■ **TEXTE EXTRAIT**
————

Par Benjamin Fogel, le 25-05-2009
Cinéma et Séries
Sans être un spécialiste de l’œuvre de Johnnie To – sa filmographie devant lorgner vers les 40 oeuvres – on peut dire que je suis avec passion l’oeuvre du réalisateur Hongkongais. Autant dire que l’annonce de Johnny Hallyday dans le rôle principal de son nouveau film m’avait, comme beaucoup un peu laissé pantois. Pas parce que je craignais que Hallyday n’y soit pas à sa place, mais plus parce que le décalage culturel et la manière dont le tout risquait d’être markété en France me rendaient perplexe. Car il faut bien le dire Hallyday chez To, c’est comme Michel Sardou chez Shinya Tsukamoto, le genre d’association aberrante que le cinéphile imagine improbable.

Pourtant, dès l’affiche ou la bande annonce, on sait que Johnny Hallyday tiendra son rôle avec talent et charisme. Clairement Hallyday n’est pas du tout « l’enjeu » du film, mais personne d’autres n’aurait pu tenir son rôle : Clint Eastwood aurait été trop cliché, Tommy Lee Jones trop cabotin, Al Paccino trop présent… Non « il » est l’homme du film, ce qui ne prouve en rien son talent d’acteur mais révèle la maîtrise du casting et le feeling de Johnnie To. Il est vrai qu’il est difficile de passer outre la présence du français dans ce film aux antipodes du cinéma produit dans nos contrées. Clairement la force de Hallyday n’est pas dans les dialogues, on sent le chanteur peu à l’aise avec ces derniers, il manque de conviction, de ton. Rien d’étonnant en ça, on ne s’improvise pas acteur comme critique (sic). En revanche, au niveau de la prestance et du charisme, il n’a rien à envier à personne, son visage, ses rides, son regard successivement vide et vif, en font une gueule qui se prête particulièrement bien aux gros plans. Perdu sous la pluie, dans un monde qui n’est pas le sien, dans un monde auquel il oublie peu à peu son appartenance, il déploie, protégé par son trench Burberry et le dyptique chemise blanche, cravate noire une aura que To sait particulièrement mettre en valeur.

————

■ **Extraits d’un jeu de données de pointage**
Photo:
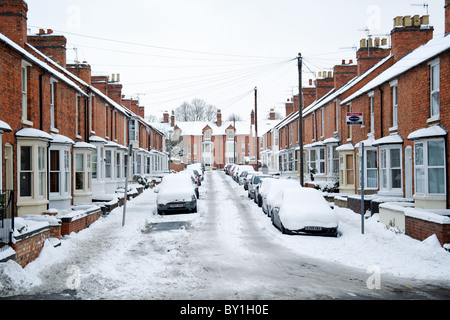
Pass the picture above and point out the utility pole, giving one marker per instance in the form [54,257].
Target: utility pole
[256,127]
[300,117]
[234,138]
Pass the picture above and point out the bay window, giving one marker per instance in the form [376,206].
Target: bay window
[391,168]
[429,163]
[435,86]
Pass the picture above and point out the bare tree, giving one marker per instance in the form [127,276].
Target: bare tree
[197,110]
[234,116]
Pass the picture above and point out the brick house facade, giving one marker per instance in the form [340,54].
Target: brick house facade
[64,134]
[402,90]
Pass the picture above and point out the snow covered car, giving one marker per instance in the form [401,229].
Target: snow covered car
[253,184]
[176,193]
[304,211]
[269,189]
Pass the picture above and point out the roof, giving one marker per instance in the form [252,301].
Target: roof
[28,56]
[424,53]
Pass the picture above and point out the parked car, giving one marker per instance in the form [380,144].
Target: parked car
[195,180]
[253,184]
[247,179]
[198,167]
[269,189]
[176,193]
[241,169]
[304,211]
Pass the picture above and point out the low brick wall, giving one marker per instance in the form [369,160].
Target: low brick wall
[76,224]
[421,229]
[29,246]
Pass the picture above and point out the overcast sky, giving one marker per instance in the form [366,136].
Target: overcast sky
[171,51]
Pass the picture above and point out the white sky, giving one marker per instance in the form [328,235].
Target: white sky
[170,51]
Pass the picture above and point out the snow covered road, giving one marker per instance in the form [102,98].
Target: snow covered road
[229,250]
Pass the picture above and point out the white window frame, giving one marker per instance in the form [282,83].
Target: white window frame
[368,169]
[386,168]
[426,167]
[434,90]
[64,172]
[25,70]
[394,88]
[332,160]
[86,170]
[38,170]
[53,127]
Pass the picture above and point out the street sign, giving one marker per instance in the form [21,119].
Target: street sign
[355,118]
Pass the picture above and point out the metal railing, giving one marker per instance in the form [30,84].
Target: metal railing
[7,212]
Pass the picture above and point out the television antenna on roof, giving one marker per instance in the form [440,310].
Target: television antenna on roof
[424,5]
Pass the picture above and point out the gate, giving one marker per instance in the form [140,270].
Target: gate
[6,216]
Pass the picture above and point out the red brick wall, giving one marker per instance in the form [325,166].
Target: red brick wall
[29,249]
[68,226]
[421,229]
[13,20]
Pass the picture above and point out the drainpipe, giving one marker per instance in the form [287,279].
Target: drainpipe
[41,99]
[381,110]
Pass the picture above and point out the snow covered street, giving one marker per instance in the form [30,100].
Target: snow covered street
[230,250]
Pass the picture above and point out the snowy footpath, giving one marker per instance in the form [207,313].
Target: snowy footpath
[108,261]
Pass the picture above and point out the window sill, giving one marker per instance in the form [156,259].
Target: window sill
[433,119]
[27,122]
[393,129]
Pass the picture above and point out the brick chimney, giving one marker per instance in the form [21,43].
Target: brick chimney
[219,117]
[309,96]
[13,20]
[324,83]
[166,117]
[272,114]
[370,53]
[81,70]
[53,46]
[289,107]
[447,17]
[344,73]
[409,33]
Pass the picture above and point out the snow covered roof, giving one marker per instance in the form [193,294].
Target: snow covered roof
[84,145]
[425,52]
[97,139]
[195,128]
[41,64]
[33,133]
[58,138]
[430,132]
[390,139]
[4,126]
[346,147]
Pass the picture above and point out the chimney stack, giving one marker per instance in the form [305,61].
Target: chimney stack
[53,46]
[409,33]
[344,73]
[166,117]
[272,114]
[367,55]
[13,20]
[219,117]
[447,17]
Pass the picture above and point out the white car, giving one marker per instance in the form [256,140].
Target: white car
[304,211]
[253,183]
[176,193]
[269,189]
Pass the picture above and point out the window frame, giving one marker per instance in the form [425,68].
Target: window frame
[425,166]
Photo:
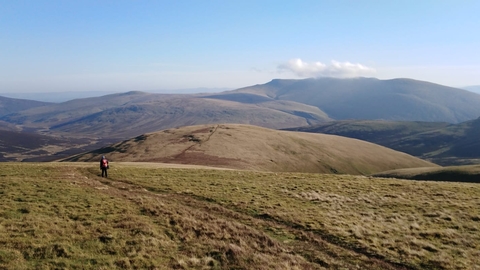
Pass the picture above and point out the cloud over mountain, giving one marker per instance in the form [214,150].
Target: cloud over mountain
[318,69]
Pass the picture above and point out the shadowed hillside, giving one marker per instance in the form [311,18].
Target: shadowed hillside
[469,174]
[255,148]
[442,143]
[370,98]
[12,105]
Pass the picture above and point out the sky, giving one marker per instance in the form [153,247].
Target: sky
[119,45]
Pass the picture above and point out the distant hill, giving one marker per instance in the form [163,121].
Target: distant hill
[25,146]
[473,88]
[442,143]
[12,105]
[470,174]
[134,113]
[373,99]
[256,148]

————

■ **CONSIGNES**
(A) Relevez tous les noms de personnes qui figurent dans le texte extrait.
(B) Prolongez la critique du film de Johnnie To avec Johnny Hallyday à partir de sa dernière phrase.
Ces enregistrements n’ont rien à voir avec le texte extrait.

■ **RÉPONSES ATTENDUES**
(A) Benjamin Fogel, Johnnie To, Johnny Hallyday, Michel Sardou, Shinya Tsukamoto, Clint Eastwood, Tommy Lee Jones, Al Paccino

(B)
Néanmoins « Vengeance » reste avant tout un film de Johnnie To, un film qui combine les deux passions esthétiques du réalisateur à savoir les flingues (cf « Elections ») et les parapluies (cf « Sparrow » ; toujours préférable aux colombes de John Woo). Fondée sur une histoire dont on ne peut pas spécialement venter l’originalité, « Vengeance » est avant tout un exercice de style prônant les gun fight interminables et la poésie de chaque instant. Un frisbee fluorescent qui déchire les ténèbres et annonce la mort, des nuages ombreux qui en fonction de leurs caprices ponctuent les coups de feu, des fuites en avant où les personnages réalisent des chorégraphies moins impressionnantes qu’ailleurs mais tellement plus belles et sincères, des chorégraphies qui se passent du cliché du bullet-time pour se focaliser parfois sur le western à l’ancienne, parfois sur les films de samurai…. tout est prétexte ici à la beauté du plan et à l’amour du cinéma.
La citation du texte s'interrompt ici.